Vers un Nouveau Bretton Woods et le Glass-Steagall

Ce nouveau scandale bancaire, nous rappelle l'urgence d'agir politiquement afin de répondre efficacement à l'effondrement du système bancaire et monétaire internationale.

Suite à la crise de 2008, ainsi que la dégradation de la situation économique de notre pays ( destruction d'entreprises, destruction d 'emplois, augmentation de la dette souveraine...). Il est inacceptable de continuer à constater qu’une exception soit faite en faveur des excès d’une profession.

• **Tâche donnée 1**:
Sélectionnez chaque ligne ci-dessous contenant le mot "white" et recopiez-la.
Le texte et les lignes n'ont aucun lien entre eux.

• **Données de travail**:
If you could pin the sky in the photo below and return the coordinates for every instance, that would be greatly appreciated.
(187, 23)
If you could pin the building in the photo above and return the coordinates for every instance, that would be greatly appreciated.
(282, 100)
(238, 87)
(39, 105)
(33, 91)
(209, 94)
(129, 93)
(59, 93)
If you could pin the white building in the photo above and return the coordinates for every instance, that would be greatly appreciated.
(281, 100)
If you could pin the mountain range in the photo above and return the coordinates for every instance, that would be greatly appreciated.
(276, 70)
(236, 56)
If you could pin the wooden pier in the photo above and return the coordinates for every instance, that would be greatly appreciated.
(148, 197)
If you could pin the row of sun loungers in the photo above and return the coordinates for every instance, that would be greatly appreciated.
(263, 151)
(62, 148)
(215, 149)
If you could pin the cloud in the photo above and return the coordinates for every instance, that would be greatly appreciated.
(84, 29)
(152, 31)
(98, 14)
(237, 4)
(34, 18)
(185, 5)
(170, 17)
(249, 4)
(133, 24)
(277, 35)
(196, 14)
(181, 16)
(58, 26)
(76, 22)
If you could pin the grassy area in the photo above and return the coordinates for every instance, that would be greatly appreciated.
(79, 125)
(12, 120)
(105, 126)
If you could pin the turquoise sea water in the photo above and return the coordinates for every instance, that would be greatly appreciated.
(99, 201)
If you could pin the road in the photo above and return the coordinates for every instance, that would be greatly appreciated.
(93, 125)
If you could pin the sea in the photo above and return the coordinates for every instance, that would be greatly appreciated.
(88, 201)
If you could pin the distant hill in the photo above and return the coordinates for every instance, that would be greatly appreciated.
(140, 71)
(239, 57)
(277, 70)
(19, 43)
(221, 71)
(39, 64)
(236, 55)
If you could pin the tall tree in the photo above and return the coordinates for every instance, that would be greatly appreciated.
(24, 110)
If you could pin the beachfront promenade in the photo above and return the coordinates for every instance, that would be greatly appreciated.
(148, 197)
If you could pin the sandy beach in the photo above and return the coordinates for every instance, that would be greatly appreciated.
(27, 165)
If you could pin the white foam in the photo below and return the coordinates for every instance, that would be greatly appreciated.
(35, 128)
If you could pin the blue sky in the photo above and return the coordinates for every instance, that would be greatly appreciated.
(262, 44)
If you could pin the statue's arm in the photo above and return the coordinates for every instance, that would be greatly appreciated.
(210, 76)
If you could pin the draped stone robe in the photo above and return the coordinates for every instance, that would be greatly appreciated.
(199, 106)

• **Tâche donnée 2**:
Reproduisez mot pour mot l'intégralité du texte sur le Nouveau Bretton Woods et le Glass-Steagall.

• **Réponse finale 1**:
If you could pin the white building in the photo above and return the coordinates for every instance, that would be greatly appreciated.
If you could pin the white foam in the photo below and return the coordinates for every instance, that would be greatly appreciated.

• **Réponse finale 2**:
Vers un Nouveau Bretton Woods et le Glass-Steagall

Ce nouveau scandale bancaire, nous rappelle l'urgence d'agir politiquement afin de répondre efficacement à l'effondrement du système bancaire et monétaire internationale.

Suite à la crise de 2008, ainsi que la dégradation de la situation économique de notre pays ( destruction d'entreprises, destruction d 'emplois, augmentation de la dette souveraine...). Il est inacceptable de continuer à constater qu’une exception soit faite en faveur des excès d’une profession.